EXCERPTED PASSAGE |
"""
The property would leave a legacy of which Freeman's great-grandfather, Dennis Freeman, would be proud. Dennis was born a slave on Tombee Plantation in 1850. After being emancipated, he joined the Navy in 1866, and in the 1920s, he and 46 other men pooled their money to purchase 328 acres of waterfront and hunting property that formed the Lands End Woodland Club.
Today, Herbert Freeman said it is more important than ever to hold on to the property for his heirs, which include six children, six grandchildren and three great-grandchildren.
"I'll try to keep all of it, I know that is for sure," he said. "It is important to me because my great-grandfather was a part of it, and we should grab hold of it. Dennis told the family to hold on to this land and to never let it go."
Freeman, a retired cook at Parris Island, helped to raise money to maintain the property by cooking at fundraisers.
Today, Lands End Woodland President Francis Coaxum continues that tradition by frying fish and chicken dinners and oyster roasts about twice a year to raise money for the taxes, insurance and property maintenance. Coaxum's grandfather Clarence Coaxum was also one of the original club founders.
"I remember when I was the youngest one in the crew," said Coaxum, now 62.
Over the years, members have used various resources to sustain their property, which contains a 3-acre cemetery. For the eighth year, the River Festival is being held to celebrate their Gullah culture and to raise money for the organization.
"I enjoyed it because I like to cook," Coaxum said. "The men would go out in the boats to catch the fish and crab to cook for the fundraiser."
Coaxum said one year the dinner sales weren't enough to pay the bills, so members sold canned oysters they had harvested from their beach.
For a time, the group's forestry program in which they sold pine trees helped maintain the property as well.
Adam Street Baptist continues to use the waterfront access for river baptisms.
Four couples have recently rented the property for their weddings. Rentals are $175 to $375 a day depending on the size of the group.
Coaxum and Freeman urge heirs to join. Voting members must be a verifiable descendant of one of the original 47 founding members and pay annual membership dues of $75.
"In past years, the organization allowed non-heir members; however, we presently only accept members who are heirs," said Rosalyn Browne, Woodland executive board member and a great-great granddaughter of Dennis Freeman.
Coaxum said the property was a teaching tool for the community on how to keep their property as well as offering fond memories for him.
"I grew up learning how to swim right there on that beach, as did most people in this community," Coaxum said. "It is an important time just for me to go there and walk on that beach and to think of the original members. It always fills my heart to see what God had put in their hearts."
"If people were to let that land get away, those ancestors would turn over in their graves," he said.
The 328-acre Lands End Woodland property on St. Helena Island where the River Festival is being held Aug. 31 and Sept. 1 was once known as Riverside Plantation.
Riverside was operated by the owners of Tombee Plantation. Workers were loaned between the two plantations.
Herbert Freeman Sr. of St. Helena has many ties to Tombee Plantation and to Riverside. Freeman still lives on property that was formerly part of the plantation. He has hunted and fished on Riverside his entire life.
His great-grandfather Dennis Freeman was among the founders of the Lands End Woodland Club and his grandfather and father were caretakers of the Tombee Plantation home.
Freeman and other members of the Woodland organization also share ties with Riverside. Those ties are what Rosalyn Browne, Woodland executive board member and also a great-granddaughter of Dennis Freeman, hopes to find at the River Festival.
"We want to help folks identify ancestors who are a part of Tombee Plantation," she said. "We want people to bring photographs so we can compile the family history that went along with African-Americans on Riverside and Tombee plantations.
Some of the history of slaves from Tombee can be found in the book by Thomas B. Chaplin, author of "Tombee: Portrait of a Cotton Planter: With the Journal of Thomas B. Chaplin (1822-1890)."
Chaplin's mother, Isabelle Field, inherited Riverside Plantation from one of her husbands, said Browne, who hopes to compile Riverside's history and identify the African-American families connected to it.
"""
SET EXERCISE A | In the Lands End Woodland article, what annual membership dues must voting members pay?
SET EXERCISE B | Quote the Lands End Woodland article from "The 328-acre Lands" up to and including "the two plantations.".
The records that come next are separate material, unrelated to the Lands End Woodland article.

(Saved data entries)
"""
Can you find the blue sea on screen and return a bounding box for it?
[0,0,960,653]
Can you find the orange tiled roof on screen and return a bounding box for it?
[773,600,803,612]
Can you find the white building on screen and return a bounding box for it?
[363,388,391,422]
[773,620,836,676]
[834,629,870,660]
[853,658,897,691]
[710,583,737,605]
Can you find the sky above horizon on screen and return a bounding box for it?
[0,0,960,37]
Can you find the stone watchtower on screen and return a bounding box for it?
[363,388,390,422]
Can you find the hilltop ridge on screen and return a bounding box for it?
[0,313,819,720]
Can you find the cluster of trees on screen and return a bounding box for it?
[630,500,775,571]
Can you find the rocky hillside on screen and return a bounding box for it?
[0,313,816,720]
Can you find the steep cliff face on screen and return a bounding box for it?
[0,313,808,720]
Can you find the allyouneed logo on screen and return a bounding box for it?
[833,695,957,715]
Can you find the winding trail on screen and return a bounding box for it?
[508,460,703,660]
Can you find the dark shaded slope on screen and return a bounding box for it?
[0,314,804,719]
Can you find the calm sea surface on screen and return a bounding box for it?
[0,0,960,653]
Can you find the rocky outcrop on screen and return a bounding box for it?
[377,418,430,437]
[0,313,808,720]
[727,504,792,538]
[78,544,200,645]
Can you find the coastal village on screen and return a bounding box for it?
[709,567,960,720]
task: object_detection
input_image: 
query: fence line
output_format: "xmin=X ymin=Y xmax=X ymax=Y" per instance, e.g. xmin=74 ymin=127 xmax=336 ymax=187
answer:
"""
FULL OUTPUT A | $75

FULL OUTPUT B |
The 328-acre Lands End Woodland property on St. Helena Island where the River Festival is being held Aug. 31 and Sept. 1 was once known as Riverside Plantation.
Riverside was operated by the owners of Tombee Plantation. Workers were loaned between the two plantations.